* _TASK TO CARRY OUT_
Your job is to set down the stretch of entries that opens with the line containing "One keypoint belongs on each instance. Indicate the white" and closes with the line containing "One keypoint belongs on each instance. Indicate the second". Keep both end lines, copy each exactly, and add nothing.

* _MATERIAL PROVIDED_
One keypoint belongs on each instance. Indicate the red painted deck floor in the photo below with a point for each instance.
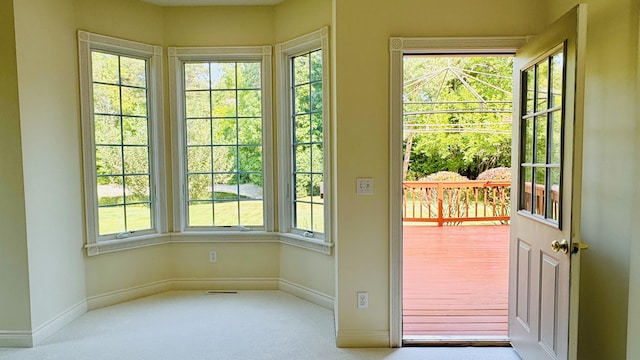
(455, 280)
* * *
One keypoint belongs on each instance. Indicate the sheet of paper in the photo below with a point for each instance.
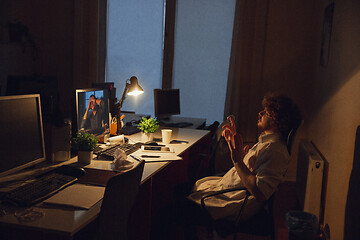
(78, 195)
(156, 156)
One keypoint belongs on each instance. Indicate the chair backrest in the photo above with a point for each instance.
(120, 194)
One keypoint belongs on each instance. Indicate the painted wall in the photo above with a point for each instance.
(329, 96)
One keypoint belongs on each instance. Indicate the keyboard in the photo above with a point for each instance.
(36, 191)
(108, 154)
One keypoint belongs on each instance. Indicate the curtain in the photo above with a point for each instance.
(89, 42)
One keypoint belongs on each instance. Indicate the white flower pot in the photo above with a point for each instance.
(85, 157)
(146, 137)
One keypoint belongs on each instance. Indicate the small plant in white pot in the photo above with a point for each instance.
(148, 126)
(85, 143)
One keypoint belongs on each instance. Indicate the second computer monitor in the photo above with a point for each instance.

* _ANSWER TO THIS TASK_
One keypoint belongs on each instance. Indicate the white flower pot in the photo above with a point for each instance.
(85, 157)
(146, 137)
One keypoint belongs on each instance. Indicate the small plant in white pot in the photo above with a point for each instance.
(148, 126)
(85, 143)
One keypoint belongs on each instance. Indicate the second computer monitor in the photo above with a point for each instance.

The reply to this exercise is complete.